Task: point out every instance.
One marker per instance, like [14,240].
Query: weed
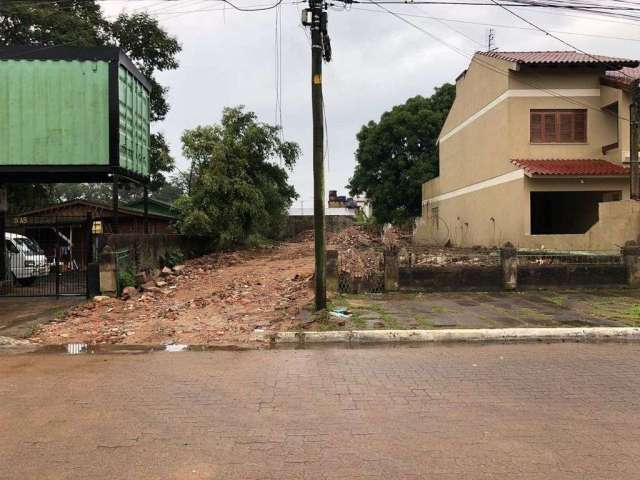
[530,313]
[423,321]
[558,300]
[439,309]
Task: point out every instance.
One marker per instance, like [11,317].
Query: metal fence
[46,256]
[124,274]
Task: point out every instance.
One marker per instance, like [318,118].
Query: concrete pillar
[631,256]
[391,269]
[509,261]
[331,270]
[108,272]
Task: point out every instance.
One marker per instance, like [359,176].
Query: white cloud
[228,59]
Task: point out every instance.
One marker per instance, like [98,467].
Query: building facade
[533,152]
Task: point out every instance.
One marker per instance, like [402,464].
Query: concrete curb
[488,335]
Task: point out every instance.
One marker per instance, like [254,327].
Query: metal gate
[46,256]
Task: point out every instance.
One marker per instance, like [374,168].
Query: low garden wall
[450,277]
[510,270]
[587,275]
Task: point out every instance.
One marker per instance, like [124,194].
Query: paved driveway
[564,411]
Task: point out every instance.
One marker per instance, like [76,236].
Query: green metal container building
[72,114]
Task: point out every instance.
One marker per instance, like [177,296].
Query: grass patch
[530,313]
[558,300]
[424,322]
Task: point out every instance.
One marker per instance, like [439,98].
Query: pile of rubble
[359,252]
[354,237]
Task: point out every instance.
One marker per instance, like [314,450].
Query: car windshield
[28,245]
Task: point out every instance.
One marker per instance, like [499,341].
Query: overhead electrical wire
[564,42]
[474,58]
[498,25]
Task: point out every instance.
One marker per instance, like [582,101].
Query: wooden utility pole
[634,137]
[316,18]
[3,209]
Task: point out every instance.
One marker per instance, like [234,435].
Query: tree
[81,23]
[239,193]
[399,153]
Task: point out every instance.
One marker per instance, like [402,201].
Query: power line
[556,37]
[499,25]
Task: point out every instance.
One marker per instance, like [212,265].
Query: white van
[25,258]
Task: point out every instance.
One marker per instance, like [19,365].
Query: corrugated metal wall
[54,112]
[134,124]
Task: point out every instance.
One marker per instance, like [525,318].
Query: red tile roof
[576,167]
[624,76]
[561,57]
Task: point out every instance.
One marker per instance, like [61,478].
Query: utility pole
[316,18]
[634,137]
[491,40]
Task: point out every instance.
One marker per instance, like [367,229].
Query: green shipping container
[70,114]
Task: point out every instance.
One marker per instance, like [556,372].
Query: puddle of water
[77,348]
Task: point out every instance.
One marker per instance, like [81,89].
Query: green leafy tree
[239,192]
[396,155]
[81,23]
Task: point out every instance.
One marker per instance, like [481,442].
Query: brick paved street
[563,411]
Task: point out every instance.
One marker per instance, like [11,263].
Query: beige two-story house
[535,151]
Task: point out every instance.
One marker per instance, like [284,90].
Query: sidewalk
[537,309]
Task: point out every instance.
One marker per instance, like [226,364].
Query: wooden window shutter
[535,128]
[558,126]
[549,128]
[580,126]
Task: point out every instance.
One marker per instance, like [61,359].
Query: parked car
[25,258]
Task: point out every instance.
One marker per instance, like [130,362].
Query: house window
[558,126]
[435,218]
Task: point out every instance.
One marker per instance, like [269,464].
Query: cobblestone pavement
[560,411]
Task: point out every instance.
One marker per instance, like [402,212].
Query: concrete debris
[166,271]
[129,293]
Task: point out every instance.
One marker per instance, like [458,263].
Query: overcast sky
[229,57]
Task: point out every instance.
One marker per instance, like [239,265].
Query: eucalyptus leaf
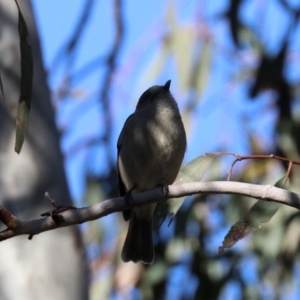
[193,171]
[26,83]
[261,212]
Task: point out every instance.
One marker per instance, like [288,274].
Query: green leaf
[26,83]
[261,212]
[193,171]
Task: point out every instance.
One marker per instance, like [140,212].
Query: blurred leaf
[193,171]
[156,64]
[22,124]
[182,40]
[202,69]
[26,83]
[1,87]
[261,212]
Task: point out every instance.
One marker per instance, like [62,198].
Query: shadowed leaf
[261,212]
[1,87]
[193,171]
[26,83]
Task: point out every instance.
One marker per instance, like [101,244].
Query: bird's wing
[122,189]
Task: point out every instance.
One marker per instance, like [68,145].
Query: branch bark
[85,214]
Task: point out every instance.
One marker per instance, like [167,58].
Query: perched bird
[151,148]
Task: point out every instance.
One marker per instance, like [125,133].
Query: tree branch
[16,227]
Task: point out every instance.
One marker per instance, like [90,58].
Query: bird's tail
[138,245]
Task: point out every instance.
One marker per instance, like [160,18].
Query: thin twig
[77,216]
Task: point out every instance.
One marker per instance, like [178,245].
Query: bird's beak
[167,85]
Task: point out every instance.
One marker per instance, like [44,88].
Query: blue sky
[218,121]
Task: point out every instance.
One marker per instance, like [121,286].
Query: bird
[151,148]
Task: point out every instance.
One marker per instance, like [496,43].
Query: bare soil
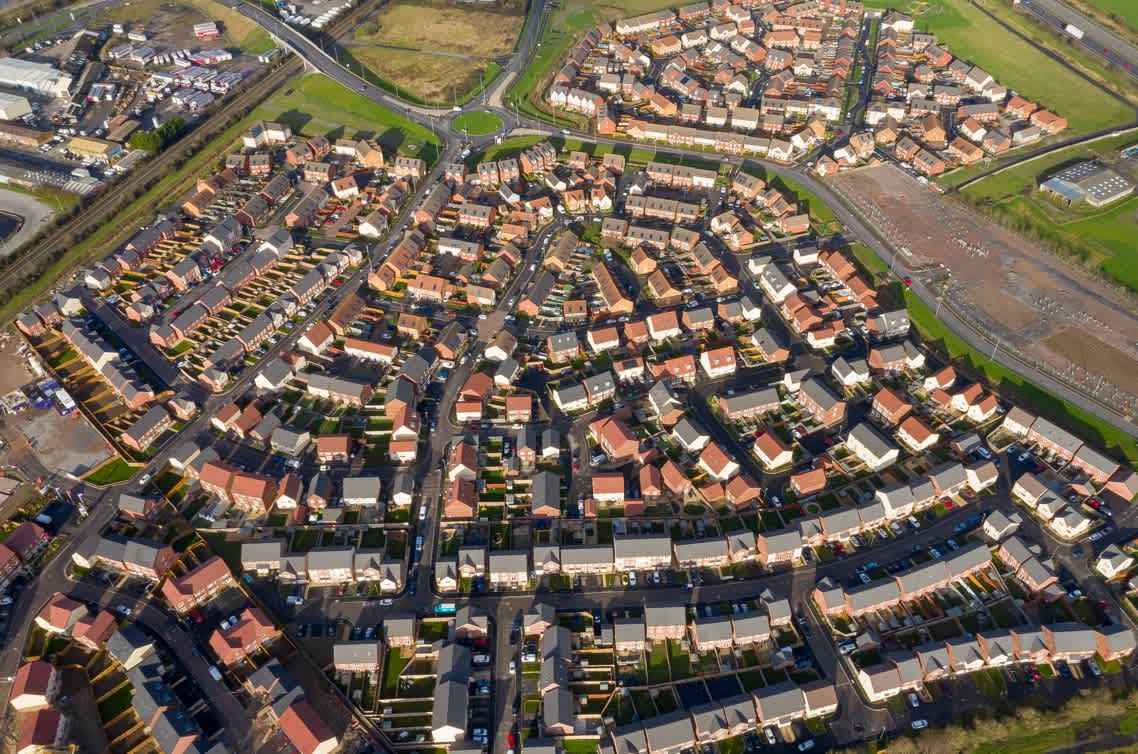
[1044,309]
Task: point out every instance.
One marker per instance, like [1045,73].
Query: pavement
[33,212]
[1097,39]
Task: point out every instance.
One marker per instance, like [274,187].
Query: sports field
[436,52]
[1020,66]
[1099,239]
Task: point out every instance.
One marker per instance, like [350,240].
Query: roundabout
[477,124]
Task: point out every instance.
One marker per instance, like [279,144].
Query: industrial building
[34,76]
[1093,182]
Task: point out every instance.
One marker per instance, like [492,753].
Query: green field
[1025,394]
[1124,11]
[477,124]
[112,472]
[1020,66]
[560,30]
[316,105]
[1098,239]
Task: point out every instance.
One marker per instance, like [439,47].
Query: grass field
[237,30]
[316,105]
[436,52]
[421,76]
[477,124]
[560,30]
[970,34]
[1124,11]
[1101,239]
[1024,392]
[112,472]
[437,26]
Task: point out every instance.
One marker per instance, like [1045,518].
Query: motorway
[1102,42]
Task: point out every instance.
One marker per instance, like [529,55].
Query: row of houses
[323,565]
[907,671]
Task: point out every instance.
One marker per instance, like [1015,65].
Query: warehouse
[34,76]
[1090,181]
[14,107]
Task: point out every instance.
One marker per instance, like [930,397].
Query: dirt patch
[65,444]
[434,27]
[1040,308]
[1081,347]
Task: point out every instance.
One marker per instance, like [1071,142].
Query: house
[198,586]
[1113,563]
[35,686]
[717,464]
[772,452]
[60,614]
[665,622]
[252,631]
[817,399]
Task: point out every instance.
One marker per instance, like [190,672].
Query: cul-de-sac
[568,377]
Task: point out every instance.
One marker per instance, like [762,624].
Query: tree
[155,140]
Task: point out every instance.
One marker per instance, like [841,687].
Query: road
[137,339]
[1102,42]
[229,710]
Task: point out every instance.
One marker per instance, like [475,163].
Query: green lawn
[112,472]
[1025,176]
[393,665]
[1101,239]
[1030,396]
[316,105]
[1016,64]
[658,664]
[477,124]
[115,704]
[579,745]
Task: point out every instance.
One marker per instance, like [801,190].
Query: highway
[1101,42]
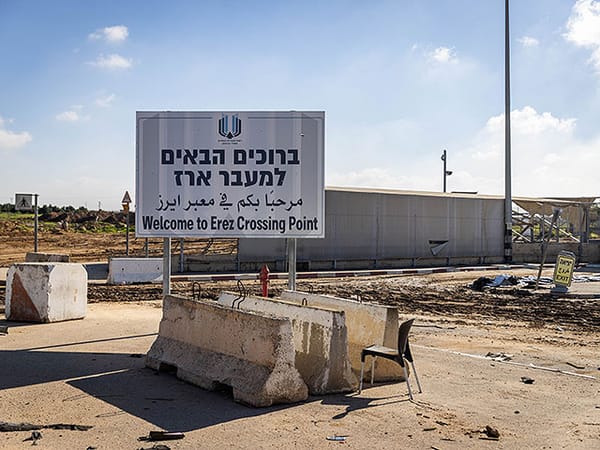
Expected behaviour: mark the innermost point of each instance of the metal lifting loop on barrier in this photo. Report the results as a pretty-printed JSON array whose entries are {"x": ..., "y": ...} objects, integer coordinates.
[
  {"x": 242, "y": 294},
  {"x": 196, "y": 291}
]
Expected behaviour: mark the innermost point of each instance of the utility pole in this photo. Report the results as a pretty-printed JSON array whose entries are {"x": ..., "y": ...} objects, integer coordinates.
[
  {"x": 507, "y": 149},
  {"x": 445, "y": 172}
]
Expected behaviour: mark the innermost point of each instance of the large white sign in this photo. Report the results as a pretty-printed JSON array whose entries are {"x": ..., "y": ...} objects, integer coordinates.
[{"x": 230, "y": 174}]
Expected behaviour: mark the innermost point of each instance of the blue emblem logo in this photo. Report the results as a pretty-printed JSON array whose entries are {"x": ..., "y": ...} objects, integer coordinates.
[{"x": 230, "y": 126}]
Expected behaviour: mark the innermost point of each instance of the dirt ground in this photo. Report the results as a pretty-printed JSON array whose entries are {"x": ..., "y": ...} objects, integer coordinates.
[{"x": 87, "y": 372}]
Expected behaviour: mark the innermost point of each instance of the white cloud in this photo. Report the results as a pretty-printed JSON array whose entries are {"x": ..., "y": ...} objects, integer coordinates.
[
  {"x": 68, "y": 116},
  {"x": 546, "y": 157},
  {"x": 528, "y": 41},
  {"x": 528, "y": 121},
  {"x": 10, "y": 140},
  {"x": 112, "y": 62},
  {"x": 444, "y": 55},
  {"x": 112, "y": 35},
  {"x": 106, "y": 101},
  {"x": 583, "y": 28}
]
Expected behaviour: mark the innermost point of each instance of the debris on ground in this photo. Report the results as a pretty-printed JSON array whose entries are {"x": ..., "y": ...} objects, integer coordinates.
[
  {"x": 156, "y": 447},
  {"x": 35, "y": 436},
  {"x": 490, "y": 433},
  {"x": 337, "y": 438},
  {"x": 500, "y": 357},
  {"x": 162, "y": 436},
  {"x": 24, "y": 426}
]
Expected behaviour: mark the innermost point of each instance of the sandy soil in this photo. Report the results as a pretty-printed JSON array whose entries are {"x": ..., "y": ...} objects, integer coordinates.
[{"x": 86, "y": 372}]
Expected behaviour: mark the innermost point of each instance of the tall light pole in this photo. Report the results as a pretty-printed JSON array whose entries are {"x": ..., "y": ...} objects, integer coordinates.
[
  {"x": 445, "y": 172},
  {"x": 507, "y": 165}
]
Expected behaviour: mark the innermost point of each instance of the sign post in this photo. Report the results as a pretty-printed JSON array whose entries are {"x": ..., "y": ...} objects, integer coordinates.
[
  {"x": 230, "y": 174},
  {"x": 29, "y": 202},
  {"x": 125, "y": 203},
  {"x": 563, "y": 271}
]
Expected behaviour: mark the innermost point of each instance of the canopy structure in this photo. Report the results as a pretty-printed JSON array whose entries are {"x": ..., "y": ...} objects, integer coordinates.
[{"x": 533, "y": 220}]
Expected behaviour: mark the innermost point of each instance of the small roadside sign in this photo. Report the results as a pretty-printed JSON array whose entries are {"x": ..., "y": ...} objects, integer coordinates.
[
  {"x": 563, "y": 270},
  {"x": 24, "y": 202},
  {"x": 126, "y": 198}
]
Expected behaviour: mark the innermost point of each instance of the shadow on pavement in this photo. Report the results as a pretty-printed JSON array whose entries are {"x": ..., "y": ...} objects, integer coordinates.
[{"x": 122, "y": 381}]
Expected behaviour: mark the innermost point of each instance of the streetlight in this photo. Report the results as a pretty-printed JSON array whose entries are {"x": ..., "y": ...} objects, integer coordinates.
[{"x": 446, "y": 173}]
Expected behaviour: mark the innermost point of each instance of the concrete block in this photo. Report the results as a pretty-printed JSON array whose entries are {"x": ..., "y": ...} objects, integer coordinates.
[
  {"x": 135, "y": 270},
  {"x": 46, "y": 257},
  {"x": 320, "y": 341},
  {"x": 46, "y": 292},
  {"x": 212, "y": 345},
  {"x": 367, "y": 324}
]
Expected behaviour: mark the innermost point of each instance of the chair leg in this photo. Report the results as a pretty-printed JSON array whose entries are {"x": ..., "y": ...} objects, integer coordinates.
[
  {"x": 407, "y": 382},
  {"x": 362, "y": 370},
  {"x": 416, "y": 376},
  {"x": 373, "y": 370}
]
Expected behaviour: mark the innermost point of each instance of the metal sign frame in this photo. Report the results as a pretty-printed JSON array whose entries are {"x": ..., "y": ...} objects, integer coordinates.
[{"x": 230, "y": 174}]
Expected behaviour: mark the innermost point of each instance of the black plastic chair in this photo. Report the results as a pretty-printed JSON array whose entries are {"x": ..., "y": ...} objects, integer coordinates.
[{"x": 399, "y": 355}]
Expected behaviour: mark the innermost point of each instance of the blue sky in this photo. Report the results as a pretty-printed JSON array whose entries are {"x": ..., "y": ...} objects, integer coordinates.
[{"x": 399, "y": 81}]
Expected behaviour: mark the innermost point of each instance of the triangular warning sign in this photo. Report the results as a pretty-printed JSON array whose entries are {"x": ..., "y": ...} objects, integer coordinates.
[{"x": 126, "y": 198}]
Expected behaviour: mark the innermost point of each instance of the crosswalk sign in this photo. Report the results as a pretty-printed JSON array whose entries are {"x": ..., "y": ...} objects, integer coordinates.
[{"x": 24, "y": 202}]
|---|
Assignment:
Here the job is to copy the stretch of records from the line containing "One marker per instance, like [496,43]." through the line containing "One marker per instance, like [475,163].", word for word. Leave every picture out.

Response to the exercise:
One marker per instance, like [496,43].
Query: bare soil
[1044,309]
Task: point out every instance.
One marker per instance, like [1045,73].
Query: pavement
[33,212]
[1097,39]
Task: point out every instance.
One marker per instance, like [274,187].
Query: sports field
[436,52]
[1020,66]
[1099,239]
Task: point out every instance.
One marker per instance, like [350,240].
Query: roundabout
[477,124]
Task: point out every instance.
One marker per instance, like [279,144].
Query: industrial building
[34,76]
[1093,182]
Task: point out every instance.
One marker per instance, like [492,753].
Query: green field
[1025,394]
[1124,11]
[477,124]
[112,472]
[1020,66]
[560,30]
[316,105]
[1098,239]
Task: point out every instance.
One marker per instance, like [439,47].
Query: grass field
[237,30]
[316,105]
[436,52]
[421,76]
[477,124]
[560,30]
[970,34]
[1124,11]
[1101,239]
[1024,392]
[112,472]
[437,26]
Task: point out every instance.
One marker per instance, like [1045,518].
Query: motorway
[1102,42]
Task: point out every instance.
One marker per instance, like [529,55].
Query: row of houses
[323,565]
[907,671]
Task: point out every instance.
One marker per instance, like [1015,65].
Query: warehouse
[34,76]
[1090,181]
[14,107]
Task: point out every instance.
One marker per instance, like [930,397].
Query: dirt patch
[65,444]
[434,27]
[1040,308]
[1081,347]
Task: point out every instance.
One marker per instance, like [1071,142].
Query: house
[198,586]
[1113,563]
[35,686]
[717,464]
[772,452]
[60,614]
[665,622]
[252,631]
[817,399]
Task: point out every instance.
One marker per instance, like [190,672].
Query: cul-de-sac
[568,377]
Task: point out every instance.
One marker per instance, like [762,624].
Query: tree
[155,140]
Task: point out every instance.
One marker per instance, like [841,687].
Query: road
[137,339]
[1102,42]
[229,710]
Task: point out every instance.
One marker per instance, like [475,163].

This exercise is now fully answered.